══ Given data ══

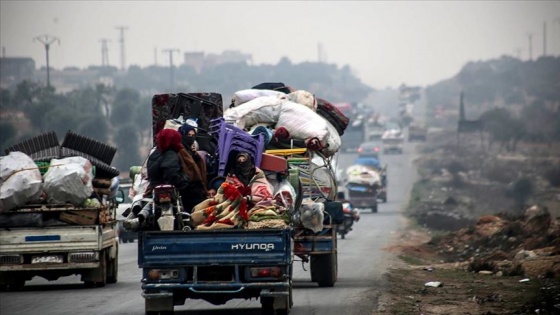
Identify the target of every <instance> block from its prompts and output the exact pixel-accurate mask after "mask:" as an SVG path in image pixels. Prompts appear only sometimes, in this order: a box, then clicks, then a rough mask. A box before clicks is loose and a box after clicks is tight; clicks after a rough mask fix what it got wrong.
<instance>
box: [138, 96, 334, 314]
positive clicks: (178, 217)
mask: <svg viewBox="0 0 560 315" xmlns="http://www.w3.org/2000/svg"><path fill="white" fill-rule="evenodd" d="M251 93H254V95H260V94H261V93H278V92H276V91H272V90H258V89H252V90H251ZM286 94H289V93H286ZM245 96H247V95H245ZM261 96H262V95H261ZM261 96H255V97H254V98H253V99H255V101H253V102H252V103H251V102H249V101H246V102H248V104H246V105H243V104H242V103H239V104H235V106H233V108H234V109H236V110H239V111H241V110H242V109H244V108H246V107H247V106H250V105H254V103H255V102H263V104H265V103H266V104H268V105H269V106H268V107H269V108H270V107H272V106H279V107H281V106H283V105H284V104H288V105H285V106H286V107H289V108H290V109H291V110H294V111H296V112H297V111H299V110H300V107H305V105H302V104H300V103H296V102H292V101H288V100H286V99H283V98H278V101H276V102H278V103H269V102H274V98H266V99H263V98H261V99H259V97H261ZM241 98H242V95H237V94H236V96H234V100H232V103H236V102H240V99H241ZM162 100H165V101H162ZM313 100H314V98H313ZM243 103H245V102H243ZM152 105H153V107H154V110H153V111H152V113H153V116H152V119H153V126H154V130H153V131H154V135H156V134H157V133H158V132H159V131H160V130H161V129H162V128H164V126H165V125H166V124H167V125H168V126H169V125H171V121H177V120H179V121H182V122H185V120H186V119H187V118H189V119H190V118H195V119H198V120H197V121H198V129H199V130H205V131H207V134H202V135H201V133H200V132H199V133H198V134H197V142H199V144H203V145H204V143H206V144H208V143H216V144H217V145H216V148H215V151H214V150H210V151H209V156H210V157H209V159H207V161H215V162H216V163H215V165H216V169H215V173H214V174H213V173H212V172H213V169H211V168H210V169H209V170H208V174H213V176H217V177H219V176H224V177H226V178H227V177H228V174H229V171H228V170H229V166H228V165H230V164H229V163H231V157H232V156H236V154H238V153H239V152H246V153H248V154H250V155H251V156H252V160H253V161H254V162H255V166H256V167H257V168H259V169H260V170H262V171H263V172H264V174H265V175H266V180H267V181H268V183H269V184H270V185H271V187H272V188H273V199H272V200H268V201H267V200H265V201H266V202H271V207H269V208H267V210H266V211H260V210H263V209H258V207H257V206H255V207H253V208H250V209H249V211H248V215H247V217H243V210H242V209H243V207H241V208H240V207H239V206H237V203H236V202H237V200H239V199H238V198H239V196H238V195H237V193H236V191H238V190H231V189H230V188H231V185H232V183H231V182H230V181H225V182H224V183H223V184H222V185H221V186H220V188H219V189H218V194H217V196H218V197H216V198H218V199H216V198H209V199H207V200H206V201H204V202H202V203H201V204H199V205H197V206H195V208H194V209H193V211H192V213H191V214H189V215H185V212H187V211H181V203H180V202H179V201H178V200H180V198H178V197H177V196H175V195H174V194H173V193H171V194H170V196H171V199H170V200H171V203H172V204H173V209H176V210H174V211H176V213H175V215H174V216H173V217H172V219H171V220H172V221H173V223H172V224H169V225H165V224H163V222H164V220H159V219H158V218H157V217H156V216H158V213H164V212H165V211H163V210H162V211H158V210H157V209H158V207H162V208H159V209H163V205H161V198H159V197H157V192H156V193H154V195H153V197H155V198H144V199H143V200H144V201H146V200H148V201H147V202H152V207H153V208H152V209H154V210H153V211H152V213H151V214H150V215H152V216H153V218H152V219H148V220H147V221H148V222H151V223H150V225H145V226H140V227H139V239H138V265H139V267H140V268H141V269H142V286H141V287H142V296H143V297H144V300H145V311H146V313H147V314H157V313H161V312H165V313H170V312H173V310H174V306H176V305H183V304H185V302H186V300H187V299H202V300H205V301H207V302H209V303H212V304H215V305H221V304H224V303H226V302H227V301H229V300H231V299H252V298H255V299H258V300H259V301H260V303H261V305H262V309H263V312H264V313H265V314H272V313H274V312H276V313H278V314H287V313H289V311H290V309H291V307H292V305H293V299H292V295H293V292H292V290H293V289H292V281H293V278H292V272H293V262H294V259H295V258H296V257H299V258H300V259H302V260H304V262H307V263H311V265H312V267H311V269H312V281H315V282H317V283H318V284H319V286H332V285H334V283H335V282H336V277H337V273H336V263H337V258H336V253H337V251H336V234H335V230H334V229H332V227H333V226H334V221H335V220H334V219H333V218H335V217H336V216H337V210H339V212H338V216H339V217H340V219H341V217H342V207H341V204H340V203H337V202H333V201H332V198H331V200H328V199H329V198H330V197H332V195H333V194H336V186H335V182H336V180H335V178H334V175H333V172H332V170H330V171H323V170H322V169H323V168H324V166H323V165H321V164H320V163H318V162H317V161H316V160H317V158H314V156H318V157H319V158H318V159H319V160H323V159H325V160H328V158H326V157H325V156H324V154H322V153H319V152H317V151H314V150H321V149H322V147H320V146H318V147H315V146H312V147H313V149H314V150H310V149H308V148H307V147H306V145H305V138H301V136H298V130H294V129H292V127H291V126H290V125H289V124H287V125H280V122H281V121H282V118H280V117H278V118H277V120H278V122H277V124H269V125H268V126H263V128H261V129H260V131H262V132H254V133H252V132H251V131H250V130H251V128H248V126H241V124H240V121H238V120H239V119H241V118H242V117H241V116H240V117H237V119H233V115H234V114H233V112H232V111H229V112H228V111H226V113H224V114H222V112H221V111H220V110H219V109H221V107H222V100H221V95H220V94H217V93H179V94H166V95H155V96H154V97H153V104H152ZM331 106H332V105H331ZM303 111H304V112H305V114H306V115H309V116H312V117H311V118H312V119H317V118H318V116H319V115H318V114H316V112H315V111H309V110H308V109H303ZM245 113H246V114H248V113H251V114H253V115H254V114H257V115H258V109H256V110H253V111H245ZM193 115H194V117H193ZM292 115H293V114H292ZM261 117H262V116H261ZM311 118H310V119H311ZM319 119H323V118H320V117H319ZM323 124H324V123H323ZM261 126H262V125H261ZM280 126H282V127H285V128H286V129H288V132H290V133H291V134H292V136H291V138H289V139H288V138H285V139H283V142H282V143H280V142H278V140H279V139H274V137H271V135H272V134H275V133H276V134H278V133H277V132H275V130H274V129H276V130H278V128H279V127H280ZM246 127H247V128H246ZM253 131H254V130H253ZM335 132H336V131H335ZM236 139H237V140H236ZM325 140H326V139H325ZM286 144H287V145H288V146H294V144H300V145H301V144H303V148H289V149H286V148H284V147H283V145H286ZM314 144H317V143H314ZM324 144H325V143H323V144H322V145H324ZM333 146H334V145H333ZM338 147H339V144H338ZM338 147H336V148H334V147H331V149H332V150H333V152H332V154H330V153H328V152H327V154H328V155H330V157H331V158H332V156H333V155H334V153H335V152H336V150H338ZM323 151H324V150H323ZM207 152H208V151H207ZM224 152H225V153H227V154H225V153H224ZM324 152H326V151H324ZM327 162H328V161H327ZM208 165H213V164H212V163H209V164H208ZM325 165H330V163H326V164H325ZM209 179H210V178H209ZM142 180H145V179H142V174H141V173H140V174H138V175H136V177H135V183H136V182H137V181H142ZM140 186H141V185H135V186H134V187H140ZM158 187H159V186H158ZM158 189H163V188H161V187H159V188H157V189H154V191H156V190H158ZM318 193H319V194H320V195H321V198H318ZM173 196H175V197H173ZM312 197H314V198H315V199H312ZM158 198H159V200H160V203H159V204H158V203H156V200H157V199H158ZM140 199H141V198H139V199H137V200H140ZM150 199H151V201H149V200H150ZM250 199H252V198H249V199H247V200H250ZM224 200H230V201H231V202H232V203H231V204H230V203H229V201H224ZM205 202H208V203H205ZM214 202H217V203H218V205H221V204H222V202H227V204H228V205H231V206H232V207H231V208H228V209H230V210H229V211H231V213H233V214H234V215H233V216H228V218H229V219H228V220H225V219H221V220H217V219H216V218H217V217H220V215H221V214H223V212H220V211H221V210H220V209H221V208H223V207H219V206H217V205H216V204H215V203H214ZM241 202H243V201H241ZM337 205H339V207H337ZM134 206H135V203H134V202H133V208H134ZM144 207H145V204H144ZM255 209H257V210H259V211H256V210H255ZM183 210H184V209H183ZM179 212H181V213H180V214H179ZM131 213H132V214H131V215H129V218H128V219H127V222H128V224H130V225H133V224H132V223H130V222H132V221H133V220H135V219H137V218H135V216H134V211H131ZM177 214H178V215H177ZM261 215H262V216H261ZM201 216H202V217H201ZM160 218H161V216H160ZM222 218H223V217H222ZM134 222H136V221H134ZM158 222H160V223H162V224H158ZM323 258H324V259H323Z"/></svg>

═══

#### Task requirements:
Can you format everything from the start of the entries up to and including the line containing "positive clicks: (178, 217)" as a Markdown table with the columns Row and Text, one numbered row per line, with blank lines skipped and the pictures left out?

#### Written answer:
| Row | Text |
|---|---|
| 1 | Identify the target of every <instance> block from its prompts and output the exact pixel-accurate mask after "mask:" as an SVG path in image pixels. Prompts appear only sometimes, in this order: a box, then clicks, then a rough mask. A box before clicks is loose and a box after clicks is tight; clicks after a rough mask fix what it got wrong. |
| 2 | <instance> |
| 3 | box: [138, 96, 334, 314] |
| 4 | positive clicks: (178, 217) |